> EXTRAIT DU TEXTE:
════════

Théâtre de la Cité Internationale à Paris.

Richard dans les étoiles de Valérian Guillaume

Une sortie de piste professionnelle qui bouscule les attendus.

Richard dans les étoiles de Valérian Guillaume

De 2017 à 2019, Valérian Guillaume a mené avec le romancier Vincent Message et d’autres auteurs, une enquête littéraire autour du chômage en France, assistant à des rendez-vous individuels et collectifs à Pôle Emploi. Pour les sans-emploi, la justification de l’inactivité est une obsession : « Le recours au story-telling est alors un passage obligé pour chacun. Le CV est déjà un synopsis sur une personne, la lettre de motivation, un récit à la première personne ».

════════

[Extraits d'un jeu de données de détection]
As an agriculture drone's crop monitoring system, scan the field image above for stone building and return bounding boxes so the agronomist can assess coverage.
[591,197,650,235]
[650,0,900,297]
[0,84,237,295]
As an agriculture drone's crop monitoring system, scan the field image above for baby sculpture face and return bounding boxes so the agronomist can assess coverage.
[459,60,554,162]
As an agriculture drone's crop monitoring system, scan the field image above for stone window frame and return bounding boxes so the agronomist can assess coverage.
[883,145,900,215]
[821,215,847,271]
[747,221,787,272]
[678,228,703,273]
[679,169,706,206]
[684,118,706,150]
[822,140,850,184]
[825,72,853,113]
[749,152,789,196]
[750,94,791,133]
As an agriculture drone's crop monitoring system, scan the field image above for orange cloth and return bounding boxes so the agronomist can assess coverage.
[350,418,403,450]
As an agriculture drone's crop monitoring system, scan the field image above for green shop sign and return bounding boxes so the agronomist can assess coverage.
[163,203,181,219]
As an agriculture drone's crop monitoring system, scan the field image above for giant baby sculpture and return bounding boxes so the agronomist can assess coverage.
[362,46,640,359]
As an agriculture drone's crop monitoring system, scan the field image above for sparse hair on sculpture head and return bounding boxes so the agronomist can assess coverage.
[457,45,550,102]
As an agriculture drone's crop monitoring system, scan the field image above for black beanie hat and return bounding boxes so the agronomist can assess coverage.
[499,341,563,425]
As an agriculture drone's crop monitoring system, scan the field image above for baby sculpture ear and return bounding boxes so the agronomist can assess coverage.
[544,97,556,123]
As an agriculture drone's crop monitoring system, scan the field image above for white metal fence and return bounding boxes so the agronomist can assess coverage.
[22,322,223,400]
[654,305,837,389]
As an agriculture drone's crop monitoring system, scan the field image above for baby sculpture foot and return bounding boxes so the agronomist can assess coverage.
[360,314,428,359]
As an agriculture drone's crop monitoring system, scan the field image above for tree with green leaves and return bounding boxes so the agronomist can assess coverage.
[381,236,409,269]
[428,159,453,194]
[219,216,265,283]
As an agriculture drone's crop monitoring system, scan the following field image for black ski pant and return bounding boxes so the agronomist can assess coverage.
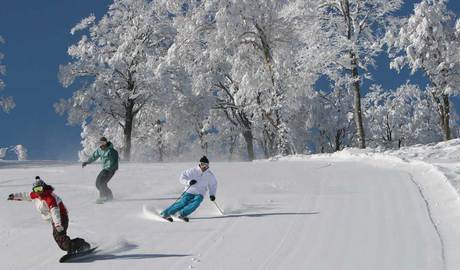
[52,215,89,252]
[96,170,115,200]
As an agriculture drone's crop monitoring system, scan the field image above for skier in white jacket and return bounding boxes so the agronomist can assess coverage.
[161,156,217,221]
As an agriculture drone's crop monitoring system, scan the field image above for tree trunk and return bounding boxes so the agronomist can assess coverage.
[243,130,254,161]
[431,92,452,141]
[350,52,366,149]
[442,94,452,141]
[123,100,135,161]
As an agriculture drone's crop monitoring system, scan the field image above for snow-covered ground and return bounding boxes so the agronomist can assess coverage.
[0,140,460,270]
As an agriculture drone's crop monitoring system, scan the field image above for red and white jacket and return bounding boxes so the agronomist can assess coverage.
[13,186,67,226]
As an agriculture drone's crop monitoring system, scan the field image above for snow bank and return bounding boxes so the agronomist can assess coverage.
[275,139,460,269]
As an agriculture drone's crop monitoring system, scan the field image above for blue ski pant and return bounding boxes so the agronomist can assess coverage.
[161,193,203,217]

════════

> VOTRE TRAVAIL:
A) Traduisez en anglais cette phrase de l'extrait sur la pièce de théâtre : « Une sortie de piste professionnelle qui bouscule les attendus. »
B) Recopiez fidèlement le passage de l'extrait sur la pièce de théâtre, depuis « Théâtre de la » jusqu'à « bouscule les attendus. » inclus.
Les lignes de données ne sont pas nécessaires pour ce travail.

> RÉPONSES AUX CONSIGNES:
A) A professional going off track that upends expectations.

B)
Théâtre de la Cité Internationale à Paris.

Richard dans les étoiles de Valérian Guillaume

Une sortie de piste professionnelle qui bouscule les attendus.